[start Text shown]

The resulting glorious brouhaha earned him a sound roughing up on the field, which everyone present thoroughly enjoyed, and thus was born the game of rugby football.
All the weedy, Eton-type schools that played the genteel form of kicking-only football got together and created Association Football, which over time has given us today’s game of soccer. (You know, the one where players fall to the ground at the touch of a feather and roll around like babies.)
All the manly, strapping, Rugby-type schools that played the rougher, tougher, masculine form of football created Rugby Football, changing the shape of the “ball” to an oval, which was easier to throw.
American “Rugby”
In 1869, Princeton and Rutgers University played a game that today we’d find extraordinary, and not in a good way.
Two teams of 25 players each kicked and hit a round ball with hands and feet, trying to run the ball into either goal area.
In this wild west era of American “rugby,” the rules were whatever the home team made them out to be, which I find a suitably satisfying individualistic and American way of doing things.
Unfortunately, there are always those who decry uncertainty and viscerally crave the strictures of well-defined rules (boo), so colleges like Columbia, Rutgers, Yale, and Princeton got together and hammered out a set of standard rules.
Amazingly, players were still prohibited from carrying the ball even this recently.
The First Appearance of a Modern American Football-like Game
It wasn’t until 1875, following a game between Yale and Harvard, watching officials from Princeton University formulate what would be the beginning of modern American football.
These far-sighted individuals devised a set of rules that, although more closely related to Rugby Football than anything else, had the seeds that allowed the game to become something distinctly American, an all-new sporting experience.
The new rules and practices were quickly adopted by major American colleges across the country, in no small part due to a certain Mr. Walter Camp, a football enthusiast, and Yale player.

[end Text shown]

- _Actions to take_
(1) In the passage on football's origins, why did the Rugby-type schools change the shape of the ball to an oval? Answer in one to three sentences.
(2) Extend the passage on football's origins, picking up after its final sentence about Walter Camp.

[start Provided information]

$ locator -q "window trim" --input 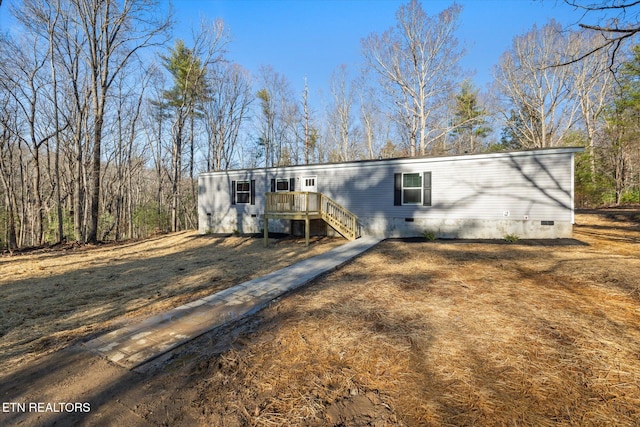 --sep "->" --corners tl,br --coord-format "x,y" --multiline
393,171 -> 432,206
276,178 -> 290,193
402,172 -> 424,206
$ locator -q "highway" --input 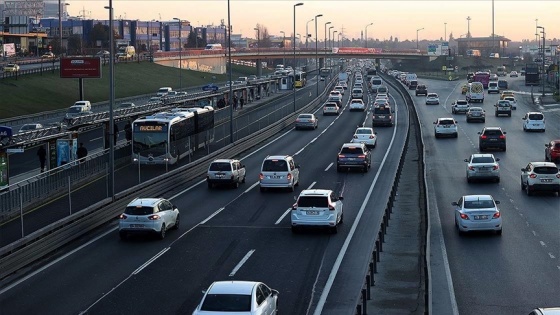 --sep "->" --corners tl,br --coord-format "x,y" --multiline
404,77 -> 560,315
0,72 -> 408,314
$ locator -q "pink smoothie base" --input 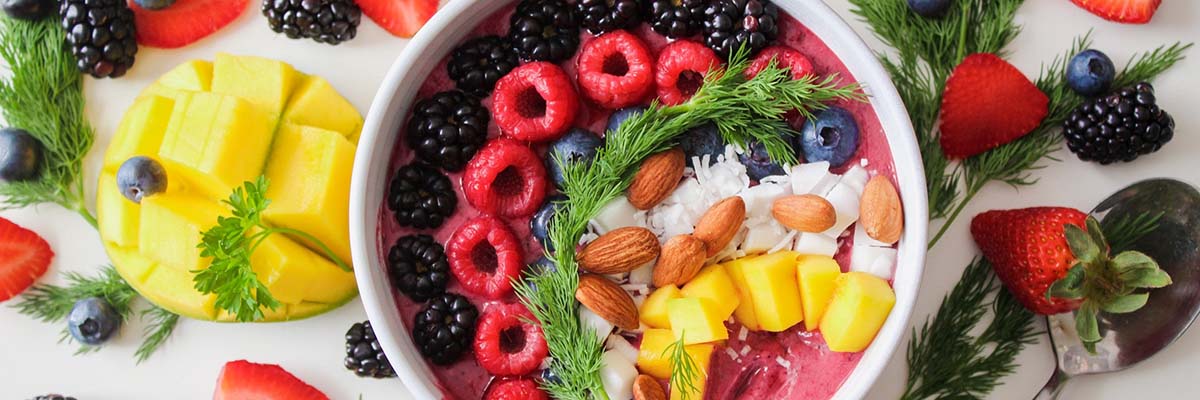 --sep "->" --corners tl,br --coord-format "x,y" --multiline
377,6 -> 895,400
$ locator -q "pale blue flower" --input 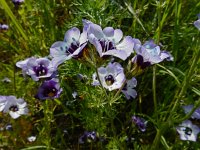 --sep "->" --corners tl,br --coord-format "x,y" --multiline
92,62 -> 126,91
0,96 -> 28,119
176,120 -> 200,142
132,39 -> 173,66
16,57 -> 56,81
83,20 -> 134,60
194,14 -> 200,30
122,77 -> 137,99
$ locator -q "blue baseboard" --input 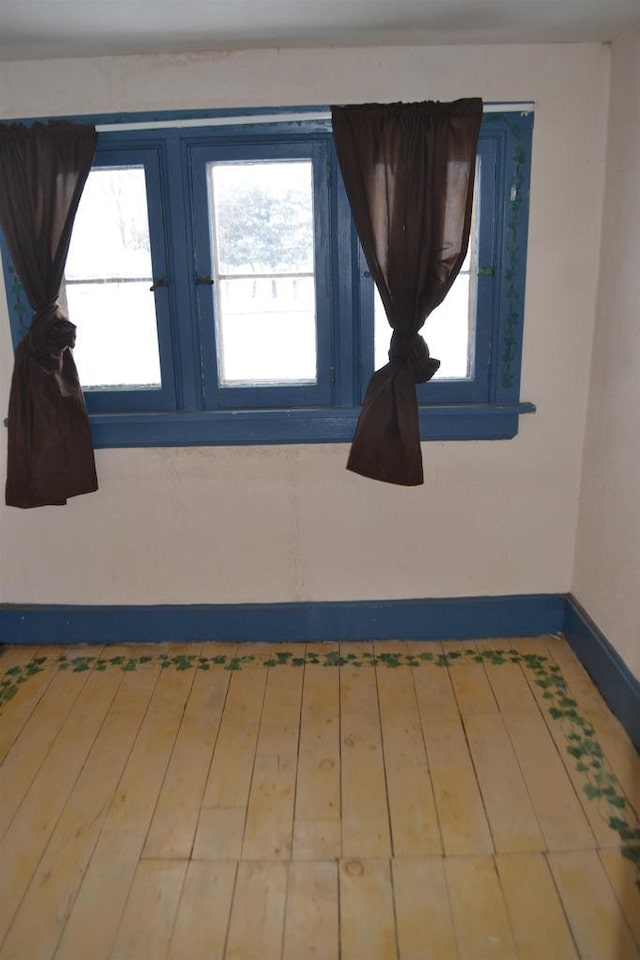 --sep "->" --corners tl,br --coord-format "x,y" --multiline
0,594 -> 640,750
564,595 -> 640,751
0,594 -> 564,644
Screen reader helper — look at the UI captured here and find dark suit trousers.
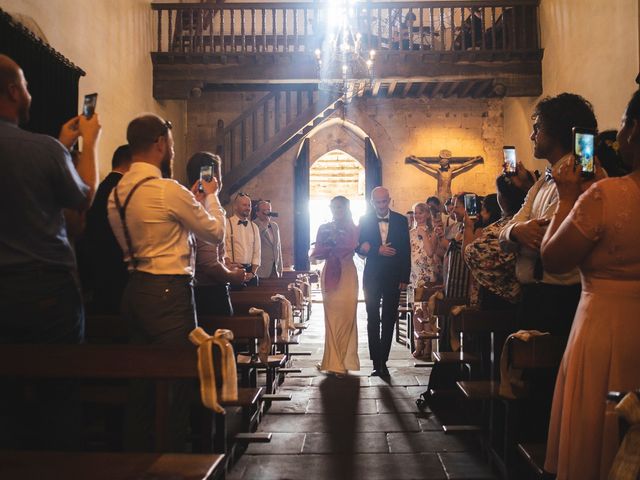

[end Provided information]

- _Answer list_
(1) They made the ball oval because that shape was easier to throw.

(2)
His contributions to the development of the sport were so extensive that, in my opinion, he is rightly called “the father of American Football.”
Frequently Asked Questions about Why American Football is Called Football
Why do some countries call football ” soccer”?
Actually, most folks call soccer “football” worldwide, a shortened form of the sport’s complete name, Association Football. “Soccer” probably comes from the “Association” part of the name and is akin to how “rugger” comes from the “Rugby” part of Rugby Football’s name.
Which countries call football ” soccer”?
Actually, only America calls football “soccer.” A 1980s backlash that began in the UK against America’s increasing use of the term “soccer” to distinguish the game from American Football meant that what was formerly a perfectly acceptable nickname for the sport suddenly became passé, even offensive.
Afterword: Why is American Football called Football?
Whether trying to dispossess the player with the “ball” by cudgeling him with a handy club, daintily kicking and feinting a faint like a modern-day Ronaldo, or running head-first into a beefy wall of burly men in northern England, or taking the opportunity to work off some steam on an American gridiron, many sports of very different games have gone under the umbrella of “football.”
However, the one thing they have all had in common is a love of getting an object from point A to point B in a team effort to defeat opponents and carry the day.